All this at a time when the issue was one word - massacre. Should we have even
been using that word with the Palestinian concerns and the Israeli concerns about
how it was handled. And what do we do about something like this that certainly
appeared on my email at BBC World, an email of a video sequence of the murder
of a young Palestinian. What kind of level of credibility do we give this? We
have no time, we have no location, we have no date. We didn't even know if it
had happened inside Jenin or around Jenin but it appeared at that time with the
implication that the murder of this Palestinian had somehow been connected to
Jenin. This I think is a very troubling development. Add to this mobile phones
as well and where does that leave us all? Aidan?
White: I
think this reflects a big problem for broadcasters everywhere and the problem
is, we know as journalists that the quality of information is only as good as
the source you get it from and it'd impossible to verify the information you're
getting here. You need to find ways of corroborating the information you get.
You need to get your people there, you need to get some follow up. But the problem
is that the very idea of trying to verify or corroborating information is subject
to the tyranny of breaking news. We're constantly under time pressure to get something
out, often that means regrettably that this sort of material, which if we had
more time for editorial reflection, this sort of material would actually be less
important. We would actually be able to rely on our traditional sources. But there
are two problems: one is the tyranny of breaking news which forces us to be quick
and the other point is one made earlier about the difficulty of getting our own
people on the ground and this is making us sometimes, I think, cut unacceptable
corners.
Gowing:
All this appearing in a vacuum when journalists and humanitarian workers couldn't
get in.
Pinder:
This is not particularly new, of course. I remember being on the outside in the
first Gulf War when the Iraqis were occupying Kuwait and we were getting phone
calls on satellite phones from inside Kuwait all the time about horrendous massacres,
about babies being ripped out of incubators, of bodies being stacked high. And
once we got in there we discovered that most of these reports were absolutely
baseless. However there is a salutary lesson, I think, in this for authorities
that seek to keep journalists out of these areas. These reports circulated out
of Kuwait because no independent journalist had any access whatsoever. If independent
journalists are being shot at or shut out by censorship of access, which is now
happening in Israel, if we can no longer have independent access to journalists
on the West Bank, you'll see this multiplied by a hundred score and we'll have
no means at all of checking.
Gowing: How
much is this a challenge to you? You had to monitor, Shalom, Jenin, day after
day. You got into a major spat yourselves at that time when you had pool access
and you decided to show it. So when you see something like that and the attitude
of the Israeli Defense Force, how much is that creating a new transparency which
they are not considering?
Kital: We've
had our disputes with the Israeli armed forces and once in a while and including
this incident at Jenin when the IDF wanted to ban a report by our crew and we
didn't agree with them and we aired it. I think that there is not one single government
in the world which during times of war gives free access to journalists. It's
unfortunate but it's not specific to the IDF and I think that if the US is going
to attack Iraq we will see all kinds of restrictions by the government.

=-=-=

** TASK LIST **
a) Answer these questions from the discussion above, one line each:
(i) What three things were not known about the video sequence emailed to BBC World?
(ii) According to White, what two problems sometimes make journalists cut unacceptable corners?
(iii) During which war does Pinder recall getting satellite phone calls from inside Kuwait?
b) Please translate this sentence from the discussion above into Spanish: "You need to find ways of corroborating the information you get."
c) Decide whether each statement agrees with the discussion above, answering yes or no and quoting the deciding words:
(i) Pinder says most of the reports from inside Kuwait proved true once journalists got in.
(ii) Kital says the crew aired a report that the IDF wanted to ban.
(iii) Kital says some governments give journalists free access during war.

** STORED ROWS **
=-=-=

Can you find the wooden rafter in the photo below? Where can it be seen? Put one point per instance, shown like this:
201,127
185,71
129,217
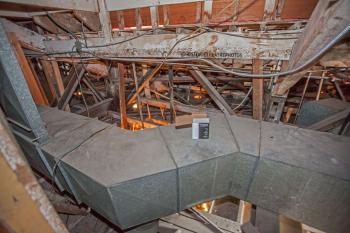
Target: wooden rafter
328,19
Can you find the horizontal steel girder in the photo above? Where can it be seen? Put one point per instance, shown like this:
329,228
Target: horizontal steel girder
134,177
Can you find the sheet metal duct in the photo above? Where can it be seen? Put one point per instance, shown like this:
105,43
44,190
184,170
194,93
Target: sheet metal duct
134,177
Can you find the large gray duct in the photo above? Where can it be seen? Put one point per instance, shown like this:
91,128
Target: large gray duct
134,177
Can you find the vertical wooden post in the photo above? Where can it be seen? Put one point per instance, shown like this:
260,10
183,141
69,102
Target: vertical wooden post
138,19
147,89
46,66
244,212
258,90
122,105
171,94
33,84
105,21
139,105
57,76
154,17
207,10
198,12
166,15
120,16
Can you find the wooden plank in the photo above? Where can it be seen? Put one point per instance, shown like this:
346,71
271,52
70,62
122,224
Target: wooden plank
74,79
69,22
198,12
90,19
47,24
327,20
105,21
154,17
33,84
266,221
143,85
166,15
113,5
24,34
270,9
122,105
24,207
166,105
138,19
147,89
258,90
49,75
98,109
207,11
221,46
139,105
57,77
120,17
212,92
171,94
41,86
244,212
84,5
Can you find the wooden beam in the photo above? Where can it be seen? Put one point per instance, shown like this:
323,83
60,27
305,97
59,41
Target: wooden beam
328,19
24,34
270,9
258,90
212,92
171,94
74,79
90,19
166,15
84,5
33,84
47,24
138,18
122,105
166,105
99,109
207,11
113,5
24,207
105,21
69,22
57,77
120,17
155,46
145,82
198,12
154,17
49,75
244,212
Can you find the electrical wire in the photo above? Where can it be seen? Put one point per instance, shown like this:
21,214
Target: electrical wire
249,37
301,67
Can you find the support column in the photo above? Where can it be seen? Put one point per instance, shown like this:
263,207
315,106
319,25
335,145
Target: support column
258,90
122,104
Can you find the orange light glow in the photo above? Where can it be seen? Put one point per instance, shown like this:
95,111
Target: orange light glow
197,97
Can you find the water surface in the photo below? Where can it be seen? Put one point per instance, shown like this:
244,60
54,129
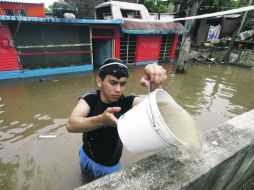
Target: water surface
40,106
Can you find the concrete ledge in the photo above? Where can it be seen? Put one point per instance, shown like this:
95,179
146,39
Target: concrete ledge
227,162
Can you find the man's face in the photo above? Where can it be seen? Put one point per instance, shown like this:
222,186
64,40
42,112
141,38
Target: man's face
111,88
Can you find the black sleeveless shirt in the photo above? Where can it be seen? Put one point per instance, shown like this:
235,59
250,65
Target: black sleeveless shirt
103,145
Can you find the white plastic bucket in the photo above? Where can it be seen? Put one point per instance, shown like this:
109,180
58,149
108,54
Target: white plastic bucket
143,129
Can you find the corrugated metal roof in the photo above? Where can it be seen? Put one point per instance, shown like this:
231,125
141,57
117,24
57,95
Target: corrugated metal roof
153,26
127,26
23,1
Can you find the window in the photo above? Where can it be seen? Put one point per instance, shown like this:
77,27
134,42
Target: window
104,13
130,13
15,12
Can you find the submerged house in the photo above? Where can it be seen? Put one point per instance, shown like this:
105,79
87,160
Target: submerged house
35,46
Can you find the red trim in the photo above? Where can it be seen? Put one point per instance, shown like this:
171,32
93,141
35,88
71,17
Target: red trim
148,48
117,42
53,53
102,37
173,50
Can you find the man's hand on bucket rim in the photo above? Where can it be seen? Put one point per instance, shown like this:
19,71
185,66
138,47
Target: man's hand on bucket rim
154,76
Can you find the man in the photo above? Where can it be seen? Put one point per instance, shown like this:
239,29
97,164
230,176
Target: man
97,112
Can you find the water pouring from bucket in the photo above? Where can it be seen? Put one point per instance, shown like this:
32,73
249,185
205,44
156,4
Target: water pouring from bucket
158,122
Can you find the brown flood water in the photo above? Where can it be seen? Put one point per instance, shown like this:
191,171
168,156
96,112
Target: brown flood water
29,108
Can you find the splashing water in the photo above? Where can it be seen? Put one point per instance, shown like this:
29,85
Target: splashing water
183,126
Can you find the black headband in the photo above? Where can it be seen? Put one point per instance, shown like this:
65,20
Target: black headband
115,68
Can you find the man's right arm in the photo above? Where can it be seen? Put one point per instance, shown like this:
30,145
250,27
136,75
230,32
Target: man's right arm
79,122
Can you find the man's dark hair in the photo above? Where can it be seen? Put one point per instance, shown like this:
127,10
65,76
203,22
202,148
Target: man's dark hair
114,67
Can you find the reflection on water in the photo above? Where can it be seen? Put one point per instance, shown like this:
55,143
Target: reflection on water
29,108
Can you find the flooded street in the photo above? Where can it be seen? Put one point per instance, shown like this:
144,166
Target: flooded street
40,106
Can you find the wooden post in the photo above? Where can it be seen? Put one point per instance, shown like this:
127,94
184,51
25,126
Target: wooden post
186,39
236,33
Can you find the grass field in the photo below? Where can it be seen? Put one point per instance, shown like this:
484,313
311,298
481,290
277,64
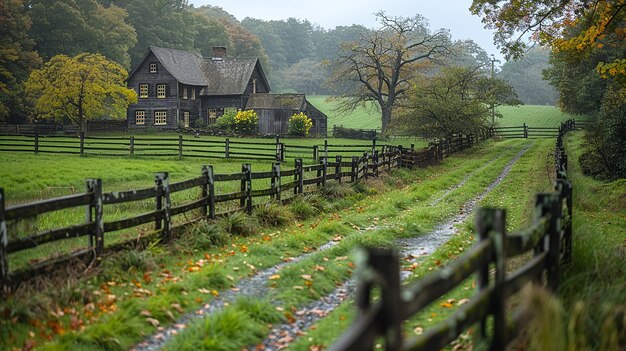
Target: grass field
369,118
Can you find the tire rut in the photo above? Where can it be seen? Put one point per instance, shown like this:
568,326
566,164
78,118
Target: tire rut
282,335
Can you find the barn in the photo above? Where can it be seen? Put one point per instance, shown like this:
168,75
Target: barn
274,111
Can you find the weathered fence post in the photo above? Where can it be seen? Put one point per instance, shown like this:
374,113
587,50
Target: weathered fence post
338,168
299,177
365,165
525,131
82,143
36,138
95,215
4,242
211,190
163,183
180,146
353,170
381,268
549,205
491,224
326,148
246,188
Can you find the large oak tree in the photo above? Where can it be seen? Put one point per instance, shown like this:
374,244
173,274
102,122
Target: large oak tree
381,63
78,88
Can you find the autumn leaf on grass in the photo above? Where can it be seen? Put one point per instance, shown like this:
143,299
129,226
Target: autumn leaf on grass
155,322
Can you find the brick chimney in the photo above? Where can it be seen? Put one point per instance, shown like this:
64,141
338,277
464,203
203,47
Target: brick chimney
219,52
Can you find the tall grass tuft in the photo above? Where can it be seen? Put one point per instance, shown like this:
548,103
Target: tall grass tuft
272,215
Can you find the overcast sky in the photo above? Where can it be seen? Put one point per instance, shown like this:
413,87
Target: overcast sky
451,14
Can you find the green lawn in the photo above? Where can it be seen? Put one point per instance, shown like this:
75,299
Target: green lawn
369,118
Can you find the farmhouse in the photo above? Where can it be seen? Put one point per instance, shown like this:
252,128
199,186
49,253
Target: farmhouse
179,88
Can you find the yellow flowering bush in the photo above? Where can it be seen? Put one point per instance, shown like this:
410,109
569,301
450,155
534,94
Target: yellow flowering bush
300,124
246,122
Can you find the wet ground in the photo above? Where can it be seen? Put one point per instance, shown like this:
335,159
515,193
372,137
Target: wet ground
282,335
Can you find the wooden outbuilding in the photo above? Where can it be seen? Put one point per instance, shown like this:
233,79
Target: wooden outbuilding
274,111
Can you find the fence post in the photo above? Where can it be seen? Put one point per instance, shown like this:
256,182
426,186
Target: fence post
246,188
525,131
82,143
548,203
4,242
491,224
211,191
382,269
180,146
326,148
338,168
163,203
298,177
278,181
36,138
95,215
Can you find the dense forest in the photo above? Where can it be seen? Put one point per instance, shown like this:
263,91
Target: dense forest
294,52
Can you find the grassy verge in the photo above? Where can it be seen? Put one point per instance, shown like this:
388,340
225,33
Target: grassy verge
515,193
136,292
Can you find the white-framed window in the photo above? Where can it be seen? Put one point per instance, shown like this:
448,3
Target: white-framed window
186,119
160,117
161,91
212,116
143,91
140,117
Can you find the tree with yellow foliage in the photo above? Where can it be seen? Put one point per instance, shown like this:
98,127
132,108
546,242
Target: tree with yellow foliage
79,88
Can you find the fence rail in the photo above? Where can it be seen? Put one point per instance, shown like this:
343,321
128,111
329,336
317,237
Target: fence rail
283,183
549,237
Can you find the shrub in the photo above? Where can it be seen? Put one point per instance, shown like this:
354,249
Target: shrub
199,123
272,215
300,124
227,121
246,122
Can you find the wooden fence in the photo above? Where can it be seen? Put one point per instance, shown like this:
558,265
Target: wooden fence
283,183
527,132
549,238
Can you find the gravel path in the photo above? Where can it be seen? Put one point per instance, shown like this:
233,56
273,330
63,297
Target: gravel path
282,335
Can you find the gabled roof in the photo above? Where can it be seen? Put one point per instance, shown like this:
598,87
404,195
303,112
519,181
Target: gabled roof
227,77
218,77
185,66
276,101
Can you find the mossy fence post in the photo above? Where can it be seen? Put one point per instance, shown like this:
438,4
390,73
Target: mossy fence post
298,177
95,215
4,241
164,203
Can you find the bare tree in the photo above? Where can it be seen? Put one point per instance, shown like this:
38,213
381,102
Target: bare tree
381,63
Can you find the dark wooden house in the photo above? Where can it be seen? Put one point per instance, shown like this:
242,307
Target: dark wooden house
274,111
177,88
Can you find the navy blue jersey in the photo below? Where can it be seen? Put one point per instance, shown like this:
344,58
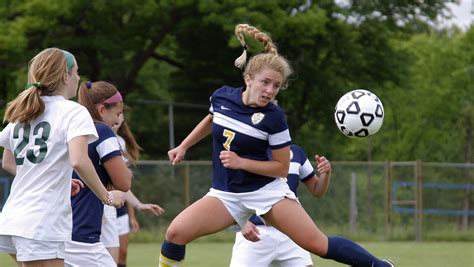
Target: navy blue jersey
87,209
300,170
249,132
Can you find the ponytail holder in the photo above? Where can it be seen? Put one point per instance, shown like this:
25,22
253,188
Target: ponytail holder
36,84
69,60
242,60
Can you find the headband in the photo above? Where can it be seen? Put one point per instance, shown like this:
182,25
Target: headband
69,60
117,97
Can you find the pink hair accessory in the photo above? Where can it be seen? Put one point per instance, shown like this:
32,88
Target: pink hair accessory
114,99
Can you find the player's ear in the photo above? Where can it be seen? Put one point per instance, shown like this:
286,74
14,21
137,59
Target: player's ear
101,109
247,79
65,78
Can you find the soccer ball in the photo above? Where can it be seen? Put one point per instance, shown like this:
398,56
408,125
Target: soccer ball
359,113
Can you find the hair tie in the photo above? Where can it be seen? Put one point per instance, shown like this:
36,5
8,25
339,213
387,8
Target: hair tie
35,84
117,97
242,60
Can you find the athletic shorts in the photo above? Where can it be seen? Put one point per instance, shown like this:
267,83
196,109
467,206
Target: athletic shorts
109,233
31,250
80,254
273,249
243,205
123,224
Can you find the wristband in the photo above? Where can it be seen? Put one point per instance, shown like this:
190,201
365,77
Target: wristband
110,199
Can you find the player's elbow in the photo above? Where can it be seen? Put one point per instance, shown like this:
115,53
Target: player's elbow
79,163
283,171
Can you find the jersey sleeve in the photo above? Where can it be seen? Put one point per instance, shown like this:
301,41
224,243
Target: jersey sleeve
306,170
108,145
211,109
81,124
280,135
5,136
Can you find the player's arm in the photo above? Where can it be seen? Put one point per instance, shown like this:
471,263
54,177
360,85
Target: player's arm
134,224
81,163
203,129
119,173
278,166
318,186
8,161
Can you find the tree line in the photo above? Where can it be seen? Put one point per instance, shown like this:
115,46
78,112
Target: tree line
165,51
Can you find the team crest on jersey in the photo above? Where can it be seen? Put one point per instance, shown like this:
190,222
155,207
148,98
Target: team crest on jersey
257,117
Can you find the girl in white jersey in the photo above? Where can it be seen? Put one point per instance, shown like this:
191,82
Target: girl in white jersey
116,222
46,139
105,105
245,125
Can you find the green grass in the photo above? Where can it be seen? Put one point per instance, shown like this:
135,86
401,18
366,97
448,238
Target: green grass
405,254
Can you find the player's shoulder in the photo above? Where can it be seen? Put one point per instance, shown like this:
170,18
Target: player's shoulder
71,108
226,91
103,129
298,153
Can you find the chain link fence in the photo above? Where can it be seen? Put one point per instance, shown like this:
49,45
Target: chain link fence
366,200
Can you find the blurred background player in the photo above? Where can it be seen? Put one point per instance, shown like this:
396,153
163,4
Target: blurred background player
116,222
105,104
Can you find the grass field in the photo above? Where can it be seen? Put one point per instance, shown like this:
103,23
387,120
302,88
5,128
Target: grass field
405,254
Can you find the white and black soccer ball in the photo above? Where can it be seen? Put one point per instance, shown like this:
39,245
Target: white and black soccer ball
359,113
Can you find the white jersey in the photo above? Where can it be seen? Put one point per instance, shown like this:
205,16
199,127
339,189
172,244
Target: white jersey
39,205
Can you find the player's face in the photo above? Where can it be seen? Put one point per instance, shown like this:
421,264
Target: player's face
72,81
262,87
111,115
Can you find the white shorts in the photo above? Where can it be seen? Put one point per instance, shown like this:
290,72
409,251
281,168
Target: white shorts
123,224
109,233
273,249
242,205
80,254
30,249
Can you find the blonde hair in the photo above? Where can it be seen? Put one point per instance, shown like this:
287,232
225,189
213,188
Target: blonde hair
132,152
93,93
269,59
45,74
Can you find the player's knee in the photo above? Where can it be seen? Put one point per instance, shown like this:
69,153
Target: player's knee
315,247
173,234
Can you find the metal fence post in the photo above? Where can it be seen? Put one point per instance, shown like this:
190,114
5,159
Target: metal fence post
419,201
186,184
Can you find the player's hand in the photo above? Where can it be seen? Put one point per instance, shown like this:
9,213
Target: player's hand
118,198
76,186
134,225
152,208
323,165
230,159
250,232
176,155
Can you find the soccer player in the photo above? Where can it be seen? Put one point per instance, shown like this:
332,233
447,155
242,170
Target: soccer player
245,125
46,139
261,245
105,104
116,223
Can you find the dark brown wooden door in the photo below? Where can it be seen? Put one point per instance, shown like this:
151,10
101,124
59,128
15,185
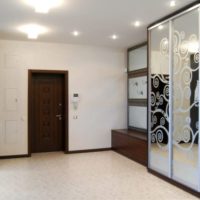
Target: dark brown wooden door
48,112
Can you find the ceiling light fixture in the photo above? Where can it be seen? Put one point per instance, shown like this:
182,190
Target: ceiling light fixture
172,3
75,33
137,23
43,6
33,30
114,37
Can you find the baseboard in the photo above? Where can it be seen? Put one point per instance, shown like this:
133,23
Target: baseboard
88,150
15,156
173,182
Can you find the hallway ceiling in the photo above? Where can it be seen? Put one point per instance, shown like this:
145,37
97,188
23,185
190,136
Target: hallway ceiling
96,20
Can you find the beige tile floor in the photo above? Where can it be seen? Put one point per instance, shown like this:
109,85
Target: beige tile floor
89,176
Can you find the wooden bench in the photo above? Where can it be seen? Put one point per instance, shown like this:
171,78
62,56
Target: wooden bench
132,144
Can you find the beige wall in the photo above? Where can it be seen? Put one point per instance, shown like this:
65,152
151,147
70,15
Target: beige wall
96,73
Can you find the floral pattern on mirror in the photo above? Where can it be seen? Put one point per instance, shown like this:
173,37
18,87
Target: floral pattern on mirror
186,87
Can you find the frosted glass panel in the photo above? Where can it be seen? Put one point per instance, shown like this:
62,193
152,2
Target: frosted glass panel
138,117
186,99
159,100
138,88
138,58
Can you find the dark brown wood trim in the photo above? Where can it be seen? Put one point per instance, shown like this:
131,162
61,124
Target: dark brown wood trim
137,102
15,156
175,183
137,129
30,74
174,13
88,150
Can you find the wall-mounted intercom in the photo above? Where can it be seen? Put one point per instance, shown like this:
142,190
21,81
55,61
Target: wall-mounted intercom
75,100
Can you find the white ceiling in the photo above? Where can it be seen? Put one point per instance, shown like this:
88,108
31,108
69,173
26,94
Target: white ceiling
95,19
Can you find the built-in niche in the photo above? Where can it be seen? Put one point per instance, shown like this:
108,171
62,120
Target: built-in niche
137,88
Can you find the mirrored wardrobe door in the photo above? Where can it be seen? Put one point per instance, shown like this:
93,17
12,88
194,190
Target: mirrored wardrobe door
186,98
159,99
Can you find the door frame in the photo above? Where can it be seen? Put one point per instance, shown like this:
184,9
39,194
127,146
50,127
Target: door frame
30,103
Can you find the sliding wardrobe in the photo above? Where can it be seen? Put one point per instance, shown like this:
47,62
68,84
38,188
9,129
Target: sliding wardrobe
174,91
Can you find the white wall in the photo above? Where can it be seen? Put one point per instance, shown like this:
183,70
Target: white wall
96,73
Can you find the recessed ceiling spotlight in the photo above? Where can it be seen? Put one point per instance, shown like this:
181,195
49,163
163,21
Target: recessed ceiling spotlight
76,33
114,37
33,30
43,6
172,3
137,23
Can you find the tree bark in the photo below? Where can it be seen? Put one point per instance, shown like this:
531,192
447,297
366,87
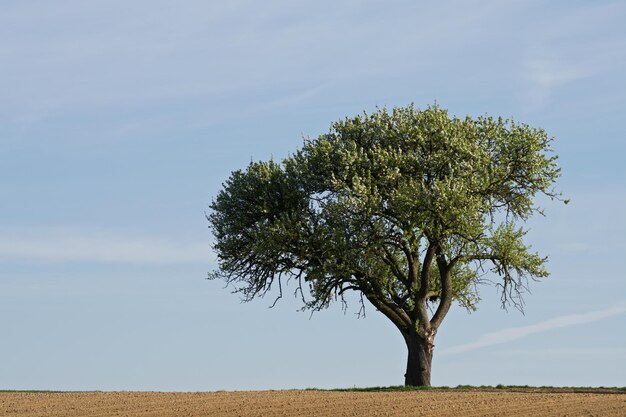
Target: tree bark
419,361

=-=-=

** PER-TASK ANSWERS **
a)
(i) Its time, its location and its date.
(ii) The tyranny of breaking news, and the difficulty of getting their own people on the ground.
(iii) The first Gulf War.

b) Tienes que encontrar maneras de corroborar la información que recibes.

c)
(i) No: "once we got in there we discovered that most of these reports were absolutely baseless"
(ii) Yes: "the IDF wanted to ban a report by our crew and we didn't agree with them and we aired it"
(iii) No: "there is not one single government in the world which during times of war gives free access to journalists"